According to him, the second major driver of earnings volatility was currency movement, particularly the reversal of gains booked during the significant Naira devaluation in 2024 relative to the US Dollar, adding: “Therefore, you have to book revaluation gains in 2024, but also revaluation losses as the currency strengthens against the U.S.”

While reporting a net unrealised foreign exchange loss of N322.4 billion in 2025, compared with a gain of N859.4 billion in the prior year, Umar-Sadiq said the 2024 results were further boosted by N618.3 billion in fair value gains on FX-linked securities, which did not recur in 2025.

He explained that these movements are largely accounting-driven and “are all paper gains that you need to strip out to get to a core number that represents what your profits are.”

On the first-quarter weakness being referred to by some financial experts, the NSIA boss insisted that the development does not reflect the full-year position, saying: “Just to be clear, the first quarter of 2025 that was impacted by the announcement of tariffs has since reversed,” he said. “That is why you can see, on an annual basis for 2025, the quality of numbers.”

◆ Data under study:

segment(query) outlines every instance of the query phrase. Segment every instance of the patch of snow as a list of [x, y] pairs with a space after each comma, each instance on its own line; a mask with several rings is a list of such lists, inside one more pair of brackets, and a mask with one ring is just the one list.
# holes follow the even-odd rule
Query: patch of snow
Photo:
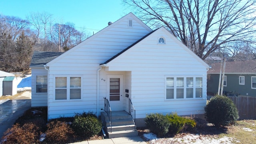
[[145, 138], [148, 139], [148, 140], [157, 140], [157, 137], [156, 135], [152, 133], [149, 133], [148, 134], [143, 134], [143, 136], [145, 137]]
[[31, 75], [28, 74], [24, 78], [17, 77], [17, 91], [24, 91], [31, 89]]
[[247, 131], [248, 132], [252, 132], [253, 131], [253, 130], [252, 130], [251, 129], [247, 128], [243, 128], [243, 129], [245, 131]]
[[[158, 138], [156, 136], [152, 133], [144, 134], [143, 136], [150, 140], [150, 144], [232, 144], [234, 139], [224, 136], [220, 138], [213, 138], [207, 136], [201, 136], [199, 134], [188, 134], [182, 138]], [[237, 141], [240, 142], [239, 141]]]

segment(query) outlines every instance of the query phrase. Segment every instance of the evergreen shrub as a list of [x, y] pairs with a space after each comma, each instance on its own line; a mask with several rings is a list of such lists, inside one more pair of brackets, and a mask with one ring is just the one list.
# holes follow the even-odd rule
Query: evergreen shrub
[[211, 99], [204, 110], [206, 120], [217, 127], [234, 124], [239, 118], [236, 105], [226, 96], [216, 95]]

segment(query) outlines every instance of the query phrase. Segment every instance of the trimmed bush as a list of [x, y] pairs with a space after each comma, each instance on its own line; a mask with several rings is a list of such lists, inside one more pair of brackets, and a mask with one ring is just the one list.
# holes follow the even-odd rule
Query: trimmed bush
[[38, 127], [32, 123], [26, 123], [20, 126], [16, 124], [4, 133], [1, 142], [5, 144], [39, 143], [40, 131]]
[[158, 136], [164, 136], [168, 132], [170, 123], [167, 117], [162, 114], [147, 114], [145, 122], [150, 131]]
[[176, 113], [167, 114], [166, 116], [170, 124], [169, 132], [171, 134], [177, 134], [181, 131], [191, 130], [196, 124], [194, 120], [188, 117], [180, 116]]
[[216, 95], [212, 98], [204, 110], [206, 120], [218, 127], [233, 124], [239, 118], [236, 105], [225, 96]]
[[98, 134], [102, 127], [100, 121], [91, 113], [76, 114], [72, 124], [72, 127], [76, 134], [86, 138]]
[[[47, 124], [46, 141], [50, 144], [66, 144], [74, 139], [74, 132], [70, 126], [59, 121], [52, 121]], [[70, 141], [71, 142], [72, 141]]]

* * *

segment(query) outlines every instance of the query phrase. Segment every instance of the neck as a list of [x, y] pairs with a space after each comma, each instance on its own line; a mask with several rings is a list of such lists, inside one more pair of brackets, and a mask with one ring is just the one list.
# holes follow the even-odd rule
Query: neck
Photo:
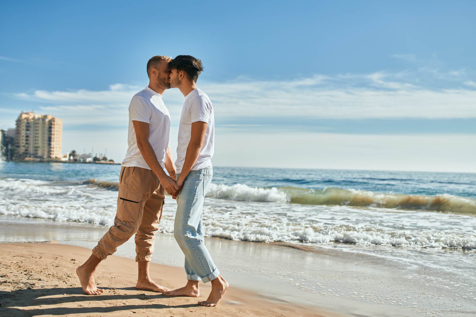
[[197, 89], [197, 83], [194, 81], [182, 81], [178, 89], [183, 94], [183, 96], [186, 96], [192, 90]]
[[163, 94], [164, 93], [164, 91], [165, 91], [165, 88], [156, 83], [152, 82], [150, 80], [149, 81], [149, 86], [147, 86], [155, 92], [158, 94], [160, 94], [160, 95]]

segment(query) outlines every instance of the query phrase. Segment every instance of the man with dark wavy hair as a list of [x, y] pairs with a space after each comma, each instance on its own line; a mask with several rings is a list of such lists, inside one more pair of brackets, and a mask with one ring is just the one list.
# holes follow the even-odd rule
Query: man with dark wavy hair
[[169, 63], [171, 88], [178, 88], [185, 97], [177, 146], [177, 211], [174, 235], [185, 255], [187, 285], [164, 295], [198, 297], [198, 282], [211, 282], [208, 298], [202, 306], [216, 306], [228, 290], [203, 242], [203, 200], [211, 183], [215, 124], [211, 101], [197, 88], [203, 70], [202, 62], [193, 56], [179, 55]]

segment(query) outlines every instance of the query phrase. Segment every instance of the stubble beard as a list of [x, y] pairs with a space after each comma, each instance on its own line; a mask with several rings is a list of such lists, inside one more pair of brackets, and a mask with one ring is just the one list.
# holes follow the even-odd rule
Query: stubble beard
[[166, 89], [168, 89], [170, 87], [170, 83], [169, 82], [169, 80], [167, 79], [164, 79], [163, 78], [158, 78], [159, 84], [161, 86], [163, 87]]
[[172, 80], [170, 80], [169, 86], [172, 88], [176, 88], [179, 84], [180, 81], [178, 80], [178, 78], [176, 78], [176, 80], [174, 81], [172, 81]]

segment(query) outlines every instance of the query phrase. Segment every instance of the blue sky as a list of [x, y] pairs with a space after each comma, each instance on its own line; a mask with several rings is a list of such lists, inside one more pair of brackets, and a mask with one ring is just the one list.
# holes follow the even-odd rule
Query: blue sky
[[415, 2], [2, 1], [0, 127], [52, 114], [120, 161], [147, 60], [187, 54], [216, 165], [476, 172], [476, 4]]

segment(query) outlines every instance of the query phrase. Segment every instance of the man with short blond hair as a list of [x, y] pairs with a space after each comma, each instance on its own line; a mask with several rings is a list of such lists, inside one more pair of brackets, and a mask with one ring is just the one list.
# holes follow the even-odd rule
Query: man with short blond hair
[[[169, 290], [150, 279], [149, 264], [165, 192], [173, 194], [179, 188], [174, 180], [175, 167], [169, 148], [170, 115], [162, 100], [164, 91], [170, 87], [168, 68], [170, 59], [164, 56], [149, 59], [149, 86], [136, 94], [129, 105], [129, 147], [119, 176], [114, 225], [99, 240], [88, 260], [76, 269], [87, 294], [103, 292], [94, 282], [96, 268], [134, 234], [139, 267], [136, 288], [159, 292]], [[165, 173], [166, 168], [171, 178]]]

◆ Work instruction 1: In the excerpt on NSIA's 2025 earnings, write out the stretch from "While reporting a" through "recur in 2025.".
◆ Work instruction 2: According to the excerpt on NSIA's 2025 earnings, what net unrealised foreign exchange loss was reported for 2025?
The rows are not needed for any of this work.

◆ Written reply 1:
While reporting a net unrealised foreign exchange loss of N322.4 billion in 2025, compared with a gain of N859.4 billion in the prior year, Umar-Sadiq said the 2024 results were further boosted by N618.3 billion in fair value gains on FX-linked securities, which did not recur in 2025.

◆ Written reply 2: N322.4 billion